Activity » What are the lines of the listing below, word for word, from the first down to the one that contains "Task: for every instance of the woman, drop"?

Task input »
============================================================

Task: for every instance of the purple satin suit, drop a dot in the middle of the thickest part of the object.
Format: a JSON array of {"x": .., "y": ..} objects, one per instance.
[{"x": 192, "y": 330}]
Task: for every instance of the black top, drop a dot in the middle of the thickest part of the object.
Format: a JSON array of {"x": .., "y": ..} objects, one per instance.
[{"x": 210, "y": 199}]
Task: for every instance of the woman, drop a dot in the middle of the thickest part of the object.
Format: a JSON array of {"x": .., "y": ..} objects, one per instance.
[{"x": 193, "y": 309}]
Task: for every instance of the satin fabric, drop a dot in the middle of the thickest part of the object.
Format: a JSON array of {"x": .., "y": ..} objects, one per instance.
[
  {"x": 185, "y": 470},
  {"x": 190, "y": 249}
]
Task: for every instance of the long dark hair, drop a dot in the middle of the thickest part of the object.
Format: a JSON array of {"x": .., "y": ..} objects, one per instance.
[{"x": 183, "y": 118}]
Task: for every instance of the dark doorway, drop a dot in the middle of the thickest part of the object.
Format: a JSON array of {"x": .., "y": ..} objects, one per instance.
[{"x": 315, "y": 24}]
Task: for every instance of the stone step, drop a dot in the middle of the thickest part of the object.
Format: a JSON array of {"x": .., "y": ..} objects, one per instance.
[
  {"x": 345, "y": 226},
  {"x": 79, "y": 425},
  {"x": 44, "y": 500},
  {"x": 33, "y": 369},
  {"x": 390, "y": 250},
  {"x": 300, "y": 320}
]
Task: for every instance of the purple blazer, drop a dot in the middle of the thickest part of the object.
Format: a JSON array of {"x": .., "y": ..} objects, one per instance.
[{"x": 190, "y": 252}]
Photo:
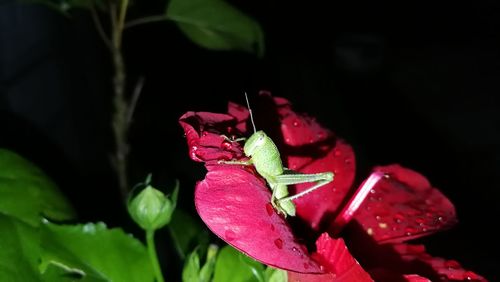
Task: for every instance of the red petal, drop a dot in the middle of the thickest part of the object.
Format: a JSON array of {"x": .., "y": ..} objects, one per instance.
[
  {"x": 334, "y": 256},
  {"x": 404, "y": 206},
  {"x": 235, "y": 205},
  {"x": 203, "y": 132},
  {"x": 444, "y": 269},
  {"x": 314, "y": 149}
]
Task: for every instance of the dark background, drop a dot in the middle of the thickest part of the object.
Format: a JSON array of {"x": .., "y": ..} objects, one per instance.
[{"x": 413, "y": 84}]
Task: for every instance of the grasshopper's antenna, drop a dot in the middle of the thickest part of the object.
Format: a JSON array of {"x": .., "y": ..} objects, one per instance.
[{"x": 250, "y": 111}]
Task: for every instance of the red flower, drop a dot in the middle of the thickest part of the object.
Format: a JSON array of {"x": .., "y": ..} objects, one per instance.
[{"x": 392, "y": 206}]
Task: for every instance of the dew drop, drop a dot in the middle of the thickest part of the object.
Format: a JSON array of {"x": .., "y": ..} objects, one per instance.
[
  {"x": 452, "y": 264},
  {"x": 469, "y": 275},
  {"x": 279, "y": 243},
  {"x": 269, "y": 209},
  {"x": 226, "y": 145},
  {"x": 410, "y": 230},
  {"x": 230, "y": 235},
  {"x": 337, "y": 153},
  {"x": 399, "y": 217},
  {"x": 415, "y": 249}
]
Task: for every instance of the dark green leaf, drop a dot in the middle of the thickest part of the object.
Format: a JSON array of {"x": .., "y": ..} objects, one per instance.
[
  {"x": 187, "y": 232},
  {"x": 208, "y": 268},
  {"x": 216, "y": 25},
  {"x": 19, "y": 250},
  {"x": 191, "y": 267},
  {"x": 233, "y": 266},
  {"x": 27, "y": 193},
  {"x": 275, "y": 275},
  {"x": 95, "y": 252}
]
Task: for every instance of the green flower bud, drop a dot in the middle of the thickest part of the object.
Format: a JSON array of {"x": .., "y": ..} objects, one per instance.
[{"x": 151, "y": 209}]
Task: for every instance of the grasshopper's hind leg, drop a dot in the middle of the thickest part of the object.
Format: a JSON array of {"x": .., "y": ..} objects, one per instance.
[{"x": 320, "y": 179}]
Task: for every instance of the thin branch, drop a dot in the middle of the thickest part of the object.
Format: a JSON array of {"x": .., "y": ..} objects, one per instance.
[
  {"x": 99, "y": 27},
  {"x": 121, "y": 22},
  {"x": 145, "y": 20},
  {"x": 135, "y": 97}
]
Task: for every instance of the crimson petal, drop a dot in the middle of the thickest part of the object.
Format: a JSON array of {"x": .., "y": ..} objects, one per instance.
[
  {"x": 334, "y": 256},
  {"x": 204, "y": 132},
  {"x": 301, "y": 133},
  {"x": 446, "y": 269},
  {"x": 235, "y": 205},
  {"x": 404, "y": 206}
]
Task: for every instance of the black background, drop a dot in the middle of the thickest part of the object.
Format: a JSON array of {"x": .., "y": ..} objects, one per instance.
[{"x": 414, "y": 84}]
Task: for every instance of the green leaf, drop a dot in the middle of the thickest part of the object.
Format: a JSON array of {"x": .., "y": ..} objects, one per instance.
[
  {"x": 27, "y": 193},
  {"x": 191, "y": 267},
  {"x": 233, "y": 266},
  {"x": 208, "y": 268},
  {"x": 216, "y": 25},
  {"x": 187, "y": 232},
  {"x": 275, "y": 275},
  {"x": 93, "y": 252},
  {"x": 19, "y": 250}
]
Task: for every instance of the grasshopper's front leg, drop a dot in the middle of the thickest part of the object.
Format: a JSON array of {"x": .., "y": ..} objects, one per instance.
[{"x": 247, "y": 162}]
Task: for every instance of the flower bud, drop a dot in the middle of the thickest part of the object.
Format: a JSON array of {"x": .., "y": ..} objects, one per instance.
[{"x": 151, "y": 209}]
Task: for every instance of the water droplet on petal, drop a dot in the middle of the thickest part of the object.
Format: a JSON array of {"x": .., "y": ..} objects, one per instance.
[
  {"x": 410, "y": 230},
  {"x": 469, "y": 275},
  {"x": 399, "y": 217},
  {"x": 279, "y": 243},
  {"x": 226, "y": 145},
  {"x": 269, "y": 209},
  {"x": 452, "y": 264},
  {"x": 229, "y": 235}
]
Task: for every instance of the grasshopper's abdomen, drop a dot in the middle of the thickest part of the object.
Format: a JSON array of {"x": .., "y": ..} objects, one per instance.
[{"x": 267, "y": 159}]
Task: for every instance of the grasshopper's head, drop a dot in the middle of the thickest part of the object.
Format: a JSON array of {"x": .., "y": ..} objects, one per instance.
[{"x": 254, "y": 142}]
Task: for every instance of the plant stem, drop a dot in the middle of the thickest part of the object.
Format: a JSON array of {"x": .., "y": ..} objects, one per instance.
[
  {"x": 120, "y": 103},
  {"x": 120, "y": 124},
  {"x": 150, "y": 241}
]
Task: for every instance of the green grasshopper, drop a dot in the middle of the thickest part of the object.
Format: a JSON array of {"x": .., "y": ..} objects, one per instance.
[{"x": 264, "y": 155}]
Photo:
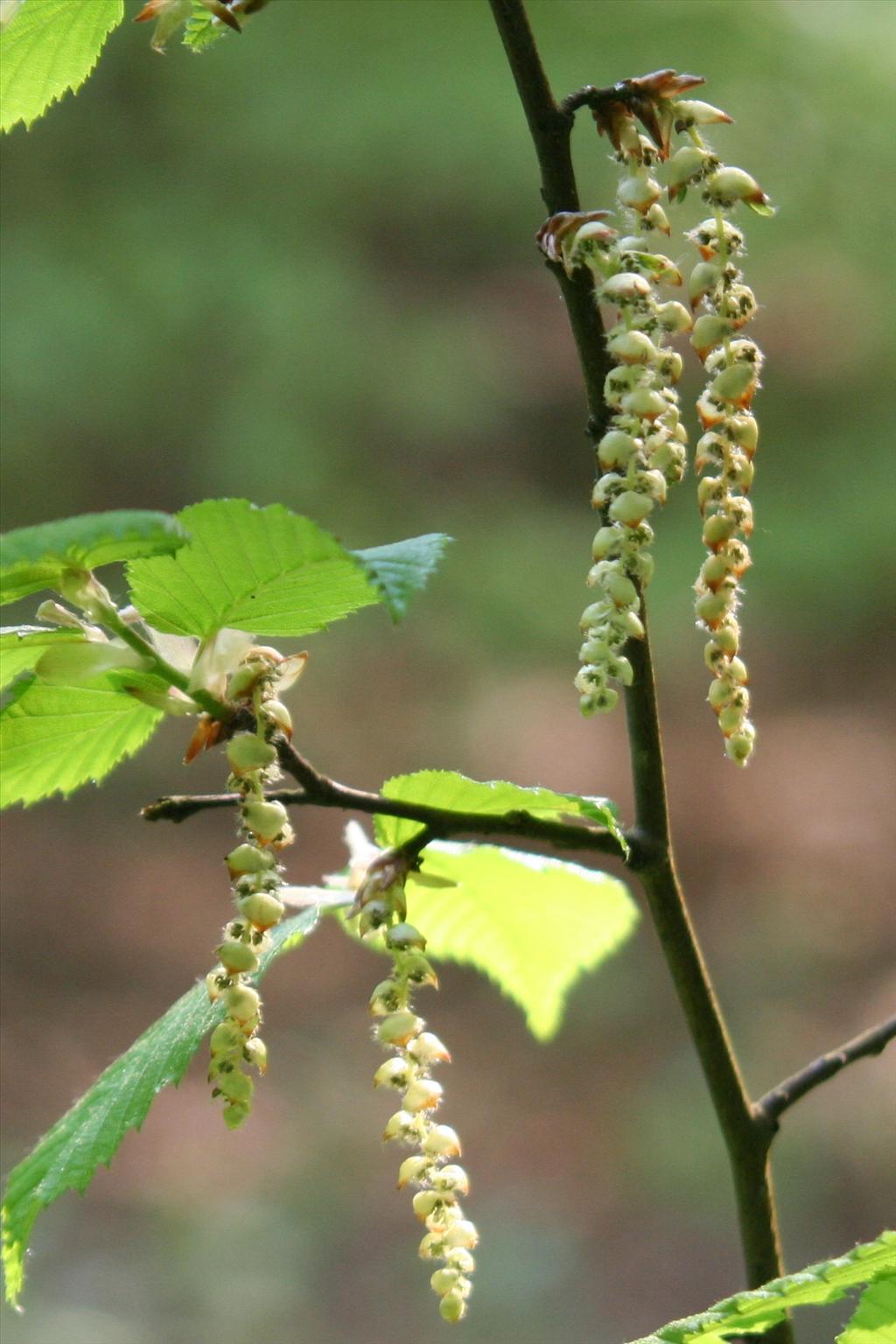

============================================================

Response to the task »
Task: for every instance of the purple satin suit, drop a dot in the middle of the thickest part of the object.
Format: a JSON array of {"x": .., "y": ..} objects, one per instance.
[{"x": 192, "y": 330}]
Task: for every instance of the black top, drop a dot in the middle of the thickest part of the object.
Format: a JSON array of {"x": .., "y": ..} objects, one per instance.
[{"x": 210, "y": 199}]
Task: for every instance of the woman, drop a dot in the middle of the thickest part of the object.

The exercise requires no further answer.